Source text >>
We acknowledge that the controversy that gave rise to this appeal is moot because SCDOT has already inspected the bridges. Thus, any ruling from this Court will have no practical effect on the controversy. Nevertheless, we conclude this controversy should be addressed because it is one which is capable of repetition yet will evade review.
When asserting the controversy falls under this exception, “[t]he party bringing the action need only show the issue raised is capable of repetition and is not required to prove there is a 'reasonable expectation' the issue will arise again.” Sloan v. Greenville Cnty., 356 S.C. at 554-55, 590 S.E.2d at 351. “However, the action must be one which will truly evade review.” Sloan v. Friends of Hunley, Inc., 369 S.C. 20, 27, 630 S.E.2d 474, 478 (2006).
In Byrd v. Irmo High School, 321 S.C. 426, 432, 468 S.E.2d 861, 864 (1996), this Court determined short-term student suspensions were capable of repetition, yet will evade review because they “by their very nature, are completed long before an appellate court can review the issues they implicate.” Applying Byrd to this case, we conclude the issue of whether Respondents can inspect bridges inside private, gated communities is one that is capable of repetition, yet will generally evade review. Respondents are capable of repeating their actions in the future, especially since they maintain their conduct was lawful. In fact, they said they would inspect private bridges in the future. Moreover, this issue is one which will typically become moot before it can be reviewed. Like student suspensions, the inspection of roadways and bridges can typically be completed long before a court can review the propriety of the action. For example, here, the inspection took only one day to complete. Accordingly, while we find the issue giving rise to this appeal is moot, we find the controversy is capable of repetition yet will generally evade review. In view of our conclusions on the mootness and standing issues, we could remand to the Court of Appeals to consider Petitioners' remaining issues. However, in the interest of judicial economy, we decline to do so and instead proceed with our review. See Furtick v. S.C. Dep't of Prob., Parole & Pardon Servs., 352 S.C. 594, 599, 576 S.E.2d 146, 149 (2003) (addressing the merits of an issue in the interest of judicial economy even though the respondent was entitled to review by the lower court).

Raw data >>
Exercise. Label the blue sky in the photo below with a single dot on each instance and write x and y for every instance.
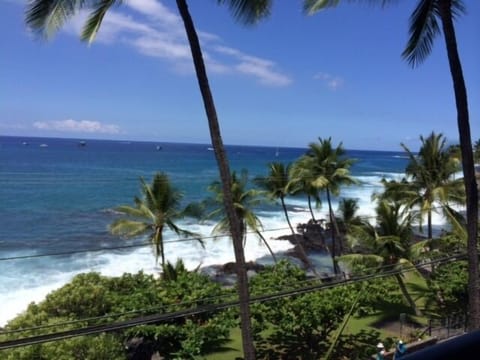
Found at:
(284, 82)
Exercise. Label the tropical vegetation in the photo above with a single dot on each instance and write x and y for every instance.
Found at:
(429, 19)
(153, 212)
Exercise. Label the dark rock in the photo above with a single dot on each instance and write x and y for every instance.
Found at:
(231, 267)
(138, 348)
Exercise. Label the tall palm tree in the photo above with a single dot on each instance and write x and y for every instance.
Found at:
(156, 209)
(244, 199)
(301, 183)
(330, 170)
(430, 179)
(424, 27)
(48, 16)
(386, 245)
(276, 183)
(349, 221)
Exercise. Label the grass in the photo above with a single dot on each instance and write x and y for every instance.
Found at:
(231, 350)
(386, 321)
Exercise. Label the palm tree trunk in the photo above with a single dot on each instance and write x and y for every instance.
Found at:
(332, 231)
(468, 165)
(406, 295)
(259, 234)
(225, 176)
(429, 224)
(310, 208)
(159, 243)
(282, 200)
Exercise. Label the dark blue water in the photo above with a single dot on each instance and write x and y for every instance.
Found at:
(56, 195)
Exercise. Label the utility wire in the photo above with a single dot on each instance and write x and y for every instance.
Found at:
(149, 319)
(366, 271)
(73, 252)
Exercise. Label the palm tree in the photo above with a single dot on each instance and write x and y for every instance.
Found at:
(276, 183)
(387, 244)
(430, 179)
(244, 200)
(300, 182)
(347, 218)
(47, 16)
(424, 27)
(330, 170)
(155, 210)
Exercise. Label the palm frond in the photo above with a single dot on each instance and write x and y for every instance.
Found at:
(312, 6)
(423, 30)
(138, 212)
(129, 228)
(185, 233)
(247, 11)
(94, 21)
(46, 17)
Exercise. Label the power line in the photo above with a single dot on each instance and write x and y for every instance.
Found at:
(149, 319)
(120, 247)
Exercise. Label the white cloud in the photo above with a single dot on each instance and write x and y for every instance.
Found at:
(264, 70)
(332, 81)
(82, 126)
(157, 31)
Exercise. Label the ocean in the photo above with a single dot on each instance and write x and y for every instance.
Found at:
(57, 196)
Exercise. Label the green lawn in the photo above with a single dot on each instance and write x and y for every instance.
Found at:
(386, 321)
(232, 349)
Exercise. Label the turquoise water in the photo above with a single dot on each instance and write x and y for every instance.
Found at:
(59, 197)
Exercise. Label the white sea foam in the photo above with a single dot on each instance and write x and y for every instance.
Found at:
(20, 285)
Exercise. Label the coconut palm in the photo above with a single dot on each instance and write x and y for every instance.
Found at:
(276, 184)
(301, 183)
(348, 220)
(155, 210)
(426, 22)
(387, 245)
(330, 170)
(244, 199)
(430, 179)
(47, 16)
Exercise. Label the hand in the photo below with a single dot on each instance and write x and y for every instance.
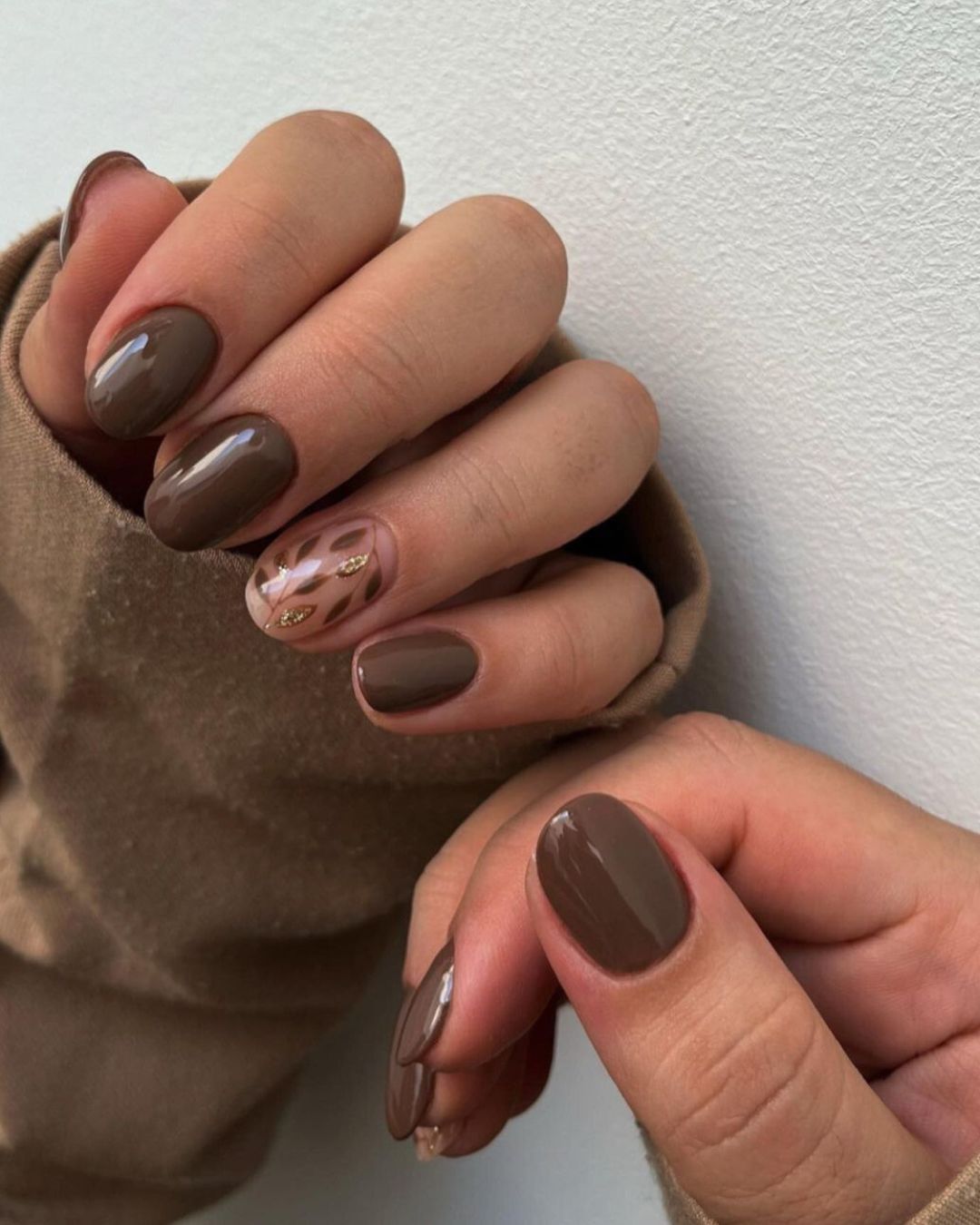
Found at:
(776, 958)
(279, 345)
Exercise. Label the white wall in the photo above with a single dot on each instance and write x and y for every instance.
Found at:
(772, 212)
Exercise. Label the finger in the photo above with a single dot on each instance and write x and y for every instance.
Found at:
(305, 203)
(436, 898)
(429, 325)
(541, 1053)
(560, 648)
(486, 1121)
(716, 1047)
(116, 211)
(493, 497)
(815, 851)
(458, 1094)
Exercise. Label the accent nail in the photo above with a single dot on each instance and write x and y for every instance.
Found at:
(416, 671)
(409, 1089)
(427, 1008)
(220, 482)
(308, 582)
(115, 160)
(433, 1142)
(151, 370)
(610, 884)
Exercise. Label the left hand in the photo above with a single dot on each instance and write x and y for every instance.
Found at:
(303, 370)
(776, 958)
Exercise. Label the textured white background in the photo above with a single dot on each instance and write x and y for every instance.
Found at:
(772, 213)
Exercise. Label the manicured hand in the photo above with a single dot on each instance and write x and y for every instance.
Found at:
(777, 959)
(280, 359)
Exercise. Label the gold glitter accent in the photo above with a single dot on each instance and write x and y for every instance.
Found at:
(288, 618)
(353, 565)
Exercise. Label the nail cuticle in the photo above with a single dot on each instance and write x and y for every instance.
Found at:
(95, 169)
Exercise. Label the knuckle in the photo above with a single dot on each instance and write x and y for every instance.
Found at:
(495, 500)
(438, 886)
(536, 237)
(753, 1089)
(380, 369)
(567, 659)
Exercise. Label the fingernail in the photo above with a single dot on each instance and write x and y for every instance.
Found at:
(409, 1089)
(150, 370)
(433, 1142)
(610, 885)
(73, 216)
(427, 1008)
(220, 482)
(416, 671)
(321, 578)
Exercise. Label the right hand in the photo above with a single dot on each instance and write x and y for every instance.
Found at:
(777, 959)
(279, 358)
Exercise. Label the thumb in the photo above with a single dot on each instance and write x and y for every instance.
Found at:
(712, 1042)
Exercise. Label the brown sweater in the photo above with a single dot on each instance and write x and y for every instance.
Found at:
(202, 842)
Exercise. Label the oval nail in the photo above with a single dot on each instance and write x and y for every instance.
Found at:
(416, 671)
(408, 1089)
(427, 1007)
(151, 370)
(220, 482)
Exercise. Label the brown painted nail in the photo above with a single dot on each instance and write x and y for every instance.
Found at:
(220, 482)
(427, 1008)
(612, 886)
(409, 1089)
(416, 671)
(150, 371)
(115, 160)
(309, 581)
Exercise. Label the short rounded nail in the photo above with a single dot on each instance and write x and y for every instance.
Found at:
(427, 1007)
(416, 671)
(150, 371)
(409, 1089)
(308, 582)
(220, 482)
(612, 886)
(101, 165)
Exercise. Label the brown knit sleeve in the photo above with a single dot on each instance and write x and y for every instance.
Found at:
(201, 838)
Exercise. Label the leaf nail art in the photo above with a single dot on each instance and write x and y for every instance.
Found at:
(324, 577)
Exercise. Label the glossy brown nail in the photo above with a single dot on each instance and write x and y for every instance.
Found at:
(409, 1089)
(220, 482)
(610, 884)
(115, 160)
(416, 671)
(427, 1008)
(150, 370)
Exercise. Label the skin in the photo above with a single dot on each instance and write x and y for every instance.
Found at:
(399, 363)
(808, 1051)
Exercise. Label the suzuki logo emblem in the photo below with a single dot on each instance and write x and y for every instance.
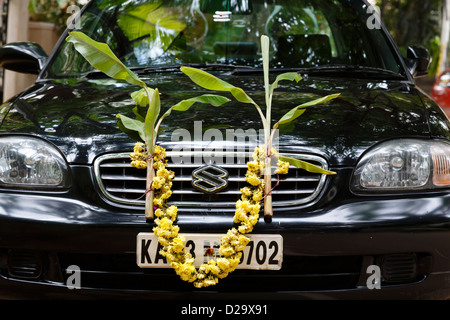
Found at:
(210, 179)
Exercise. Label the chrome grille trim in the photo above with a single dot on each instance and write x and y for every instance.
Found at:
(112, 174)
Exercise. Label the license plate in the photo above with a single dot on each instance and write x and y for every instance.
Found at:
(263, 252)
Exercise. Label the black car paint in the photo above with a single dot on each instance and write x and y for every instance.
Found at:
(78, 116)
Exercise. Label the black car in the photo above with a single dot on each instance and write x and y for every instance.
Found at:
(72, 219)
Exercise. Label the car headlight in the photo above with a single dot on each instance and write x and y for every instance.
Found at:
(403, 165)
(31, 163)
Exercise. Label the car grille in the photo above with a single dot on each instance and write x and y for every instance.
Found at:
(125, 186)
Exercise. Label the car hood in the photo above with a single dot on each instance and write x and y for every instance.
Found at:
(79, 116)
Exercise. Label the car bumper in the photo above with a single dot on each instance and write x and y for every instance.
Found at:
(326, 253)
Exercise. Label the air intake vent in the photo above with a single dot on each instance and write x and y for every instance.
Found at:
(125, 185)
(399, 267)
(25, 264)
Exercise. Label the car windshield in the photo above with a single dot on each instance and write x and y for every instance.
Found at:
(161, 34)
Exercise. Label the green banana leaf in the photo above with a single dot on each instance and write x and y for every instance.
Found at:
(305, 165)
(101, 57)
(299, 110)
(210, 82)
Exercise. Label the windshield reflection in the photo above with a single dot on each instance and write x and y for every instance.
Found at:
(303, 34)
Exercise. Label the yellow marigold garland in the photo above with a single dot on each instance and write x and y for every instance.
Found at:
(232, 244)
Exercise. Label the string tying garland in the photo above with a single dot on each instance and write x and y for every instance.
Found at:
(232, 244)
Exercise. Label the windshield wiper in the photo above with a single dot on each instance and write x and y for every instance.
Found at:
(96, 74)
(352, 69)
(176, 67)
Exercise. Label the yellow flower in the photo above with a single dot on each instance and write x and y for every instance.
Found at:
(139, 164)
(252, 178)
(283, 167)
(139, 147)
(158, 182)
(172, 212)
(158, 202)
(257, 196)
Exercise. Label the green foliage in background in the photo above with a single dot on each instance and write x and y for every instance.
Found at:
(414, 22)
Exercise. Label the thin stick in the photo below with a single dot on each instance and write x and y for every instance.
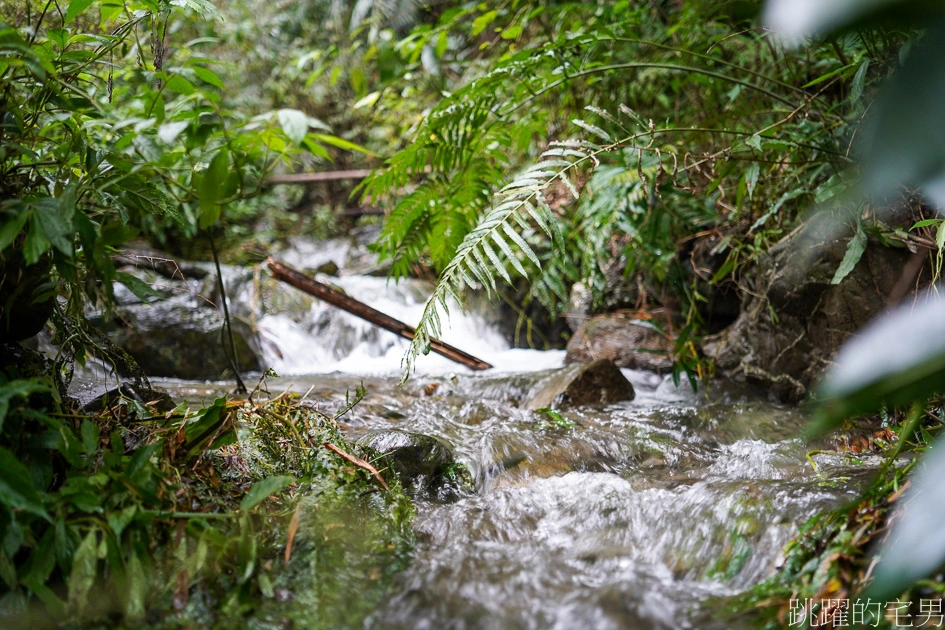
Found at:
(357, 461)
(293, 529)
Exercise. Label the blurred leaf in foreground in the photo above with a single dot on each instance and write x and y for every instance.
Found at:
(897, 359)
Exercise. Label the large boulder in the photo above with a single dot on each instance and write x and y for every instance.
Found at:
(627, 342)
(425, 465)
(793, 318)
(597, 383)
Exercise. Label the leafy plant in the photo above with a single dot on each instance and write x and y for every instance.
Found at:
(900, 358)
(703, 158)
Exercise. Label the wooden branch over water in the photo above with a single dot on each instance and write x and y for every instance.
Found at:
(340, 299)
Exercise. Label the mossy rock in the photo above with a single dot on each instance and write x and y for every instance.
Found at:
(426, 466)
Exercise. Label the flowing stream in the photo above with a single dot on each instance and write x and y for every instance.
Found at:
(638, 515)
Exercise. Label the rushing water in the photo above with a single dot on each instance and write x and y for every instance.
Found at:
(638, 515)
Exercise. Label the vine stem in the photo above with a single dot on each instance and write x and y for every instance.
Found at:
(226, 332)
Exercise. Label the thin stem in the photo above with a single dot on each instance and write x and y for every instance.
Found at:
(227, 329)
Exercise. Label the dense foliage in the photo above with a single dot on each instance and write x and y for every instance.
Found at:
(527, 147)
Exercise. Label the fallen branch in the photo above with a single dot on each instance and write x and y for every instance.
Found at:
(341, 300)
(293, 529)
(357, 461)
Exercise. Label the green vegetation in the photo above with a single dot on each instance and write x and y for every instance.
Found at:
(521, 148)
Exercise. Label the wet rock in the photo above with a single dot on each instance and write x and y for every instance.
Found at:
(628, 342)
(814, 316)
(178, 338)
(596, 383)
(425, 465)
(96, 397)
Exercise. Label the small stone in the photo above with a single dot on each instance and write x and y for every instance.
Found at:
(628, 342)
(597, 383)
(426, 466)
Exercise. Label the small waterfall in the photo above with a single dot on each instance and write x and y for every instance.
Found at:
(298, 334)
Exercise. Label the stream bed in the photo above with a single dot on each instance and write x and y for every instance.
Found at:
(641, 514)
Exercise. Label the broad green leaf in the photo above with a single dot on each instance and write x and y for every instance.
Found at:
(897, 359)
(84, 570)
(855, 249)
(110, 9)
(208, 76)
(76, 7)
(859, 81)
(211, 188)
(137, 192)
(916, 547)
(179, 84)
(925, 223)
(483, 21)
(16, 486)
(262, 489)
(751, 178)
(118, 521)
(203, 7)
(135, 587)
(56, 223)
(168, 132)
(90, 435)
(512, 32)
(12, 228)
(294, 123)
(795, 20)
(19, 388)
(36, 243)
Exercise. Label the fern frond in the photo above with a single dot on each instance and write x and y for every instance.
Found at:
(494, 247)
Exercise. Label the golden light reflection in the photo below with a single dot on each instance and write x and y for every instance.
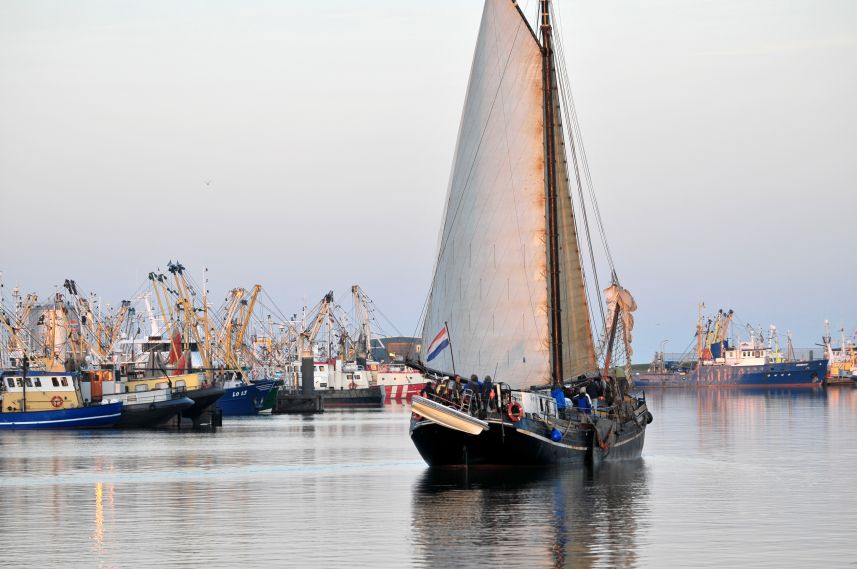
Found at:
(98, 531)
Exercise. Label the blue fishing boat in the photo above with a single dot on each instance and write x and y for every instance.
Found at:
(242, 397)
(50, 400)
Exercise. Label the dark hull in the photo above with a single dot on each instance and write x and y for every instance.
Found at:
(526, 443)
(80, 418)
(363, 398)
(791, 374)
(203, 400)
(248, 399)
(785, 374)
(143, 415)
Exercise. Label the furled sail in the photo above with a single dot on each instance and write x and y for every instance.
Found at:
(491, 276)
(578, 346)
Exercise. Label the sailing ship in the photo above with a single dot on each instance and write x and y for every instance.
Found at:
(509, 296)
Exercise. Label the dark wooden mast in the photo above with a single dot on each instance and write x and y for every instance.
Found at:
(548, 86)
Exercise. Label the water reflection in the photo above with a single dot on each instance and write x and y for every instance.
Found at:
(548, 517)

What to work on >> Copy the court opinion on mootness word for word, from "When asserting the" up to and including "474, 478 (2006).".

Exercise response >>
When asserting the controversy falls under this exception, “[t]he party bringing the action need only show the issue raised is capable of repetition and is not required to prove there is a 'reasonable expectation' the issue will arise again.” Sloan v. Greenville Cnty., 356 S.C. at 554-55, 590 S.E.2d at 351. “However, the action must be one which will truly evade review.” Sloan v. Friends of Hunley, Inc., 369 S.C. 20, 27, 630 S.E.2d 474, 478 (2006).